• Prompt
Render every line of the items below as a Markdown table with two columns, Row and Line, numbering the rows in order and skipping any blank lines.

• Extracted data

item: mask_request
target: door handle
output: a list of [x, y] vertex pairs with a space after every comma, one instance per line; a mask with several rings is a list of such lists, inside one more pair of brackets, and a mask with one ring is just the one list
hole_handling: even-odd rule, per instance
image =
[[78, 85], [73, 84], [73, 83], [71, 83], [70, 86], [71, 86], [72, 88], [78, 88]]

• Answer to the problem
| Row | Line |
|---|---|
| 1 | item: mask_request |
| 2 | target: door handle |
| 3 | output: a list of [x, y] vertex pairs with a space after every comma, one instance per line; a mask with several rings is a list of such lists, inside one more pair of brackets, and a mask with one ring is just the one list |
| 4 | hole_handling: even-odd rule, per instance |
| 5 | image = |
| 6 | [[78, 85], [73, 84], [73, 83], [71, 83], [70, 86], [71, 86], [72, 88], [78, 88]] |